GIVEN PASSAGE ▸
::::::

But I got there with ample time to spare, and I even had enough time for me to grab a donut for the plane, while I waited for Zoe’s subway to start moving again. Once on the plane, we realized we were sitting in separate rows, but luckily, someone agreed to switch, and landing me in the middle of the middle aisle, next to a slightly overly chatty Spanish man.

Nevertheless, the flight passed fairly quickly, although I hope to never sit in that spot on a plane ever again, and before we knew it, we were in Barcelona. After many precarious escalators without steps, we acquired an Uber to our AirBnB, which we struggled to get into as it began drizzling. When we got there, the cleaning lady was still there. So we dropped our stuff off and braved the drizzling rain in search of some lunch, as Iberia airlines does not provide any food.

I decided to drag Zoe to the famous La Boqueria, as I figured it would provide us a lot of options for lunch. What I forgot was that famous markets tend to attract a lot of tourists with the exact same idea, and thus are very crowded, especially around noon.

Zoe is also allergic to even more things than I am, and so the best our tired, impatient, hungry selves could scrounge up was a little cone of ham, cheese, and breadsticks, which was perfectly adequate.

We then hopped on over to Caelum, a cafe that only serves only food and drinks made in monasteries or nunneries, that happened to be in the area. There I got a mysterious fruity, floral, sparkling wine cocktail, and a really good warm cinnamon-bun esque pastry that was perfect for a gloomy day like that day.

We then headed back to our AirBnB, making pitstops for coffee and groceries along the way. At the store, I stocked up on tangerines and marveled at the inexpensive prices of alcohol. I also learned that Spanish self-checkout kiosks will ask you to pay extra for a bag, and the appropriate response is not to panic and try to speak English to the cashier, who is an old lady that clearly is baffled by the dumb American tourist who is freaking out and trying to summon back her friend who has already finished paying and speaks some Spanish. Definitely don’t do that.

I’m pretty sure this cafe happened to be Chinese-owned as well, as some of the people working there spoke Chinese. Also, they had dumplings, and soup dumplings, and fried rice on the menu as well.

Moment of appreciation for the box of wine that costs less than a slice of pizza 🍷

peep the rainbow after the rain finally ended🌈

The host even left us a bottle of wine!

But unsurprisingly, Zoe did an excellent job of choosing AirBnBs. Honestly, I would love to live in this apartment. It looked like an IKEA showroom, but in a very aspirational way, that would make me buy a shelf or something in the hopes of emulating. There was even a little balcony with a table and chairs, and very fancy appliances, including a washing machine.

::::::

RECORDS SHOWN ▸
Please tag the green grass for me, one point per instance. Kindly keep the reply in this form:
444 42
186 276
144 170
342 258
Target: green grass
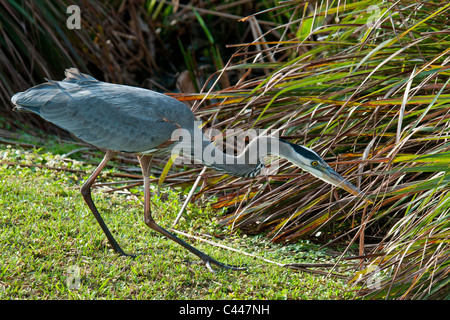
46 230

::::::

EXERCISE ▸
Copy the Barcelona travel account from "I decided to" to "like that day.", replacing "scrounge up" with "find".

SOLUTION FOR THIS PROBLEM ▸
I decided to drag Zoe to the famous La Boqueria, as I figured it would provide us a lot of options for lunch. What I forgot was that famous markets tend to attract a lot of tourists with the exact same idea, and thus are very crowded, especially around noon.

Zoe is also allergic to even more things than I am, and so the best our tired, impatient, hungry selves could find was a little cone of ham, cheese, and breadsticks, which was perfectly adequate.

We then hopped on over to Caelum, a cafe that only serves only food and drinks made in monasteries or nunneries, that happened to be in the area. There I got a mysterious fruity, floral, sparkling wine cocktail, and a really good warm cinnamon-bun esque pastry that was perfect for a gloomy day like that day.